• _Extract to read_

As it is, though, the questions never get so detailed as that. It’s a visceral reaction, literally.

you do realize that your choice is selfish, elitist and only possible in a globalized world that flies in your edamame beans and tofu yumminess from nippon…oh i know, you’re gonna try to convince that arkansas grows soybeans…but you can’t fool me.

Well, sure, but the world has been globalized for 500 years: why would there be any reason to pretend otherwise by appealing to the nostalgia of the homestead? I’d rather appeal to India!

And don’t forget that Arkansas also grows chickens and Super Centers in which to sell them. :)

you’re just a matricidal killer of mother nature!!!!

(is the repitition too blatant?)

and, sure pick a place like india that has the biodiversity and tropical clime to support the varied foods needed to be a vegofile

Fine. If I must accept that to be a vegetarian is to reject all forms of homesteadery and subsistence and to embrace pesticides and large-scale plowing, then you have to allow that your meaty ways corrupt the air, poison the water, and trample the land, thereby killing even more animals and plants at the expense of biodiversity than I ever could!


everybody knows that that’s just liberal hype…

in fact, michael chrichton’s next novel is going to subtitled where’s the s—t? an expose of how all that poop really does have places to go and really does benefit everyone

this is what they want you to believe

when everybody knows its this

people get all bent outta shape over cafo’s

geeze, louise, and the cheese

You’ve at least gotta give PW credit for posing some very difficult, probing and pointed questions…

(PW) You talk about burrowing animals, but not many animals burrow in the ground, do they?

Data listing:
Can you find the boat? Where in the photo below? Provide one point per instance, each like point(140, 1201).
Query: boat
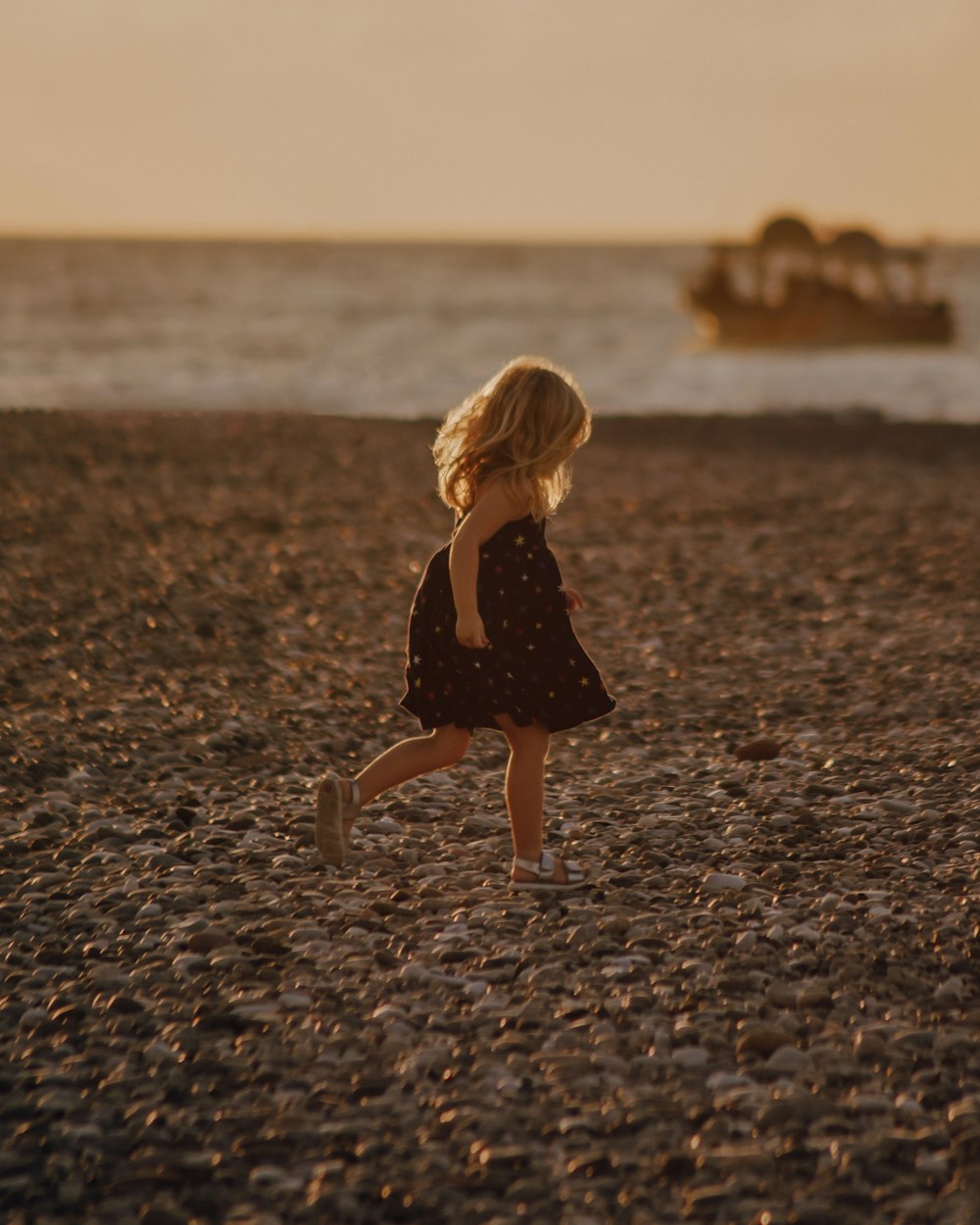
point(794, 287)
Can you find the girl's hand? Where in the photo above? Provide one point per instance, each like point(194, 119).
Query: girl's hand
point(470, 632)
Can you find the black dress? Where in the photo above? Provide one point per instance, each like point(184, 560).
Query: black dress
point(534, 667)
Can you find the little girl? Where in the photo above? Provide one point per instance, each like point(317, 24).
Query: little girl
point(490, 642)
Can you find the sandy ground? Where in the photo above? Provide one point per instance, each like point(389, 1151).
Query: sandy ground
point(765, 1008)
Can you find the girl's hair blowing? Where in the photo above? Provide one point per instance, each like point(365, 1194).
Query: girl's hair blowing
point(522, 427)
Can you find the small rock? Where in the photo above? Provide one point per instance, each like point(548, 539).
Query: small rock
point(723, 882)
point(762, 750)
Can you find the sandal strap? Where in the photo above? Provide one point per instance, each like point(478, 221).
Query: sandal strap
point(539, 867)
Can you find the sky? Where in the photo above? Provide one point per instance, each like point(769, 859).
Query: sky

• _Exercise instructions_
a - Summarize the exchange about vegetarianism in two sentences.
b - Resume the exchange about vegetarianism, writing the lines that come after its last one.

• _Answers to the tasks_
a - One commenter calls vegetarianism selfish, elitist and possible only in a globalized world that imports soybeans, and the other replies that the world has been globalized for 500 years and points to India. The vegetarian then argues that meat-eating corrupts the air, poisons the water and tramples the land at the expense of biodiversity, which the critic dismisses as liberal hype while mocking people who get bent out of shape over CAFOs.

b -
(Paul Willis) Clearing the area in order to grow crops is bad for the biodiversity. Is that where the dangers of vegetarianism stop?

And, my goodness, think of logs and rocks that you are forcibly removing from your property!!!! think of the mice that live in barns!!! think of the fetuccinied earthworms!!!

Mmmmm… cheese.

Oh, indubitably! What I like most, though, are the responses his probing queries receive. There are few better explanations for why crops are bad than this gem: “The kangaroos and the emus that can break through the fences and get into the wheat fields, what they actually eat is rather small, but the damage they do in say, hopping through, or running through a wheatfield, is quite large, because they trample the wheat and they either destroy it or make it difficult to harvest.”